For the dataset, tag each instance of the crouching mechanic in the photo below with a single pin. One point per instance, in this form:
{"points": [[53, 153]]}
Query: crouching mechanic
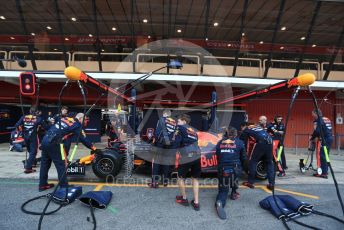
{"points": [[51, 149], [190, 160], [231, 155]]}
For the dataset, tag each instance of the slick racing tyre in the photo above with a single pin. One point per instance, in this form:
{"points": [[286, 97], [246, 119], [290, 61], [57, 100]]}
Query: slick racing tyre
{"points": [[261, 171], [108, 163], [302, 166]]}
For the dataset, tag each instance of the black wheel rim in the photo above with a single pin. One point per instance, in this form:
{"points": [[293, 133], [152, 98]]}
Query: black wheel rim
{"points": [[105, 165]]}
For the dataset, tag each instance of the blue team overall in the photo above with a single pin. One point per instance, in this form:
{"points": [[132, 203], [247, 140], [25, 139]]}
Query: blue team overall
{"points": [[51, 148], [231, 155], [190, 160], [29, 124], [273, 128], [261, 150], [326, 129], [165, 152]]}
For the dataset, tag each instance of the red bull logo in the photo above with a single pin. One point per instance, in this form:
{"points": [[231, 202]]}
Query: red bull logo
{"points": [[211, 162]]}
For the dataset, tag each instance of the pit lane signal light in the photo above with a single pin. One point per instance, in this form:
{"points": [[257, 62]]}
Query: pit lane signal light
{"points": [[27, 83]]}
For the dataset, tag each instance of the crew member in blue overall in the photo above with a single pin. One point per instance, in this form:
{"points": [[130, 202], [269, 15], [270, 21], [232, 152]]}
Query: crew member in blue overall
{"points": [[261, 150], [231, 155], [276, 129], [164, 149], [190, 160], [322, 126], [51, 149], [29, 125]]}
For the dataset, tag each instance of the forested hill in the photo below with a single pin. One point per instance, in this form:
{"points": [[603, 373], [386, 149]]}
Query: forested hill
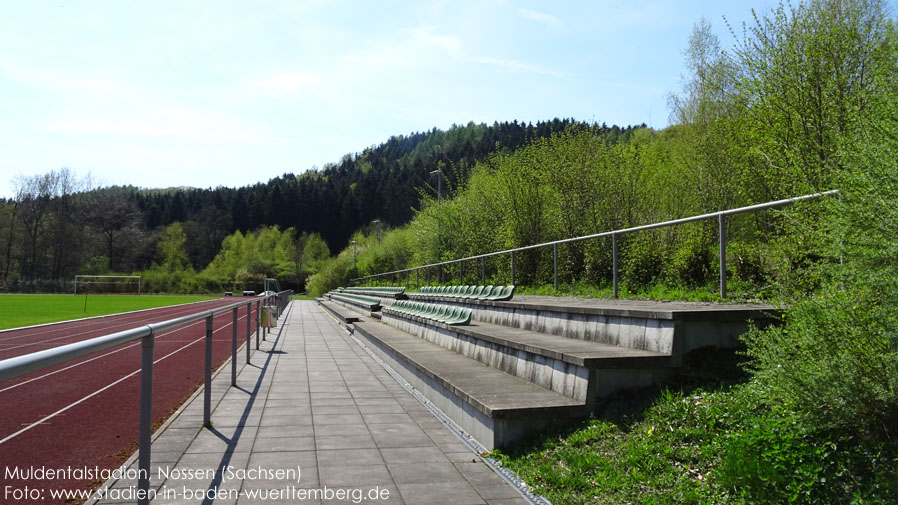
{"points": [[382, 182]]}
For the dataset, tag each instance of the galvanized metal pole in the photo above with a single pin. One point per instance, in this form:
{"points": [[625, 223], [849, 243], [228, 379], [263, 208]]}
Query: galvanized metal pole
{"points": [[721, 223], [207, 385], [266, 320], [234, 349], [555, 264], [249, 319], [146, 418], [614, 263], [512, 267]]}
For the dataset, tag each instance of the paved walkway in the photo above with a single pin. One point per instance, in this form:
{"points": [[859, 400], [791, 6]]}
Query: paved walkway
{"points": [[314, 414]]}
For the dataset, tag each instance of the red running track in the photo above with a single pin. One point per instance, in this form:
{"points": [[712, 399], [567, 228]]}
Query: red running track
{"points": [[94, 400]]}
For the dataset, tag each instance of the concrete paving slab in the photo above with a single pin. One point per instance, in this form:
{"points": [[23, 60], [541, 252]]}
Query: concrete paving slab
{"points": [[315, 413]]}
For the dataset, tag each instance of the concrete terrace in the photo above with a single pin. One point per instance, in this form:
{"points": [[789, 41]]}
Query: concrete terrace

* * * *

● **What you have to do**
Convert the data, from the line containing "For the dataset, tag each instance of the concrete paving" through the last line, into a JSON list of strings with one string per line and no blank lines.

● **Answer for this exercise**
[
  "For the dataset, tag each instance of the concrete paving slab in the photo above with a single pin. One point per instance, in this form:",
  "{\"points\": [[23, 60], [541, 252]]}",
  "Query: concrete paving slab",
  "{\"points\": [[315, 413]]}",
  "For the dataset, tag each instance of the concrete terrace in the photo above with a single pin. One point per instance, in this form:",
  "{\"points\": [[789, 41]]}",
  "Query: concrete terrace"
]